-- What you should do --
Check each line of the material that follows, and copy those holding the string "building".

-- Records to process --

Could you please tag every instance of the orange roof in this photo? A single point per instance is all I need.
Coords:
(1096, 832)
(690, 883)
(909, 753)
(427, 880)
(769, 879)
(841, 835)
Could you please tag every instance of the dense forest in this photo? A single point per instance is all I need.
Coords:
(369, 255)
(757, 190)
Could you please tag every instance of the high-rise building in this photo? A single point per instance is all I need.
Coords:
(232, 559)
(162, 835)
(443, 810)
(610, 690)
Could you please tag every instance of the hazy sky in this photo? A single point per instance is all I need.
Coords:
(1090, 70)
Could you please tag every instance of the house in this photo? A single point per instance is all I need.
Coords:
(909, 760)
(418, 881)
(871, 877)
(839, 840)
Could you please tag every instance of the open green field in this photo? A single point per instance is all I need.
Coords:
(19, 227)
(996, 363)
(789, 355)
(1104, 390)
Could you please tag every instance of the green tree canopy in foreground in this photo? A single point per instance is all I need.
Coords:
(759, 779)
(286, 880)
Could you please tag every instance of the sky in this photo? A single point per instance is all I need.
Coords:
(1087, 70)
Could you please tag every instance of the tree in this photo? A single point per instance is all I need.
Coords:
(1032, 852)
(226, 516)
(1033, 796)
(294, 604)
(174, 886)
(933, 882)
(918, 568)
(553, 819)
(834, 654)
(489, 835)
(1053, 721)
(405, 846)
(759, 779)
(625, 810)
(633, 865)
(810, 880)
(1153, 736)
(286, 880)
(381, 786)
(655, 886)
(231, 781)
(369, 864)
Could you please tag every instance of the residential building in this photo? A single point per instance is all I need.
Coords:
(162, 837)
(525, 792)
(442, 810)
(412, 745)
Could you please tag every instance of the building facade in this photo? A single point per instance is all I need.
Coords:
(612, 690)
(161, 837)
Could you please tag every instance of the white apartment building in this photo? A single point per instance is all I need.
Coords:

-- Answer to this task --
Could you please tag every instance of the high-rise building in this photo? A single point per instance is all I need.
Could you please tag every instance of the residential building in this photo? A single point per instance is all I need.
Could you please tag every instance of the building facade in this photo? A single point per instance is all I need.
Could you please tag every instance of the white apartment building in this photo? A single point per instance is all I need.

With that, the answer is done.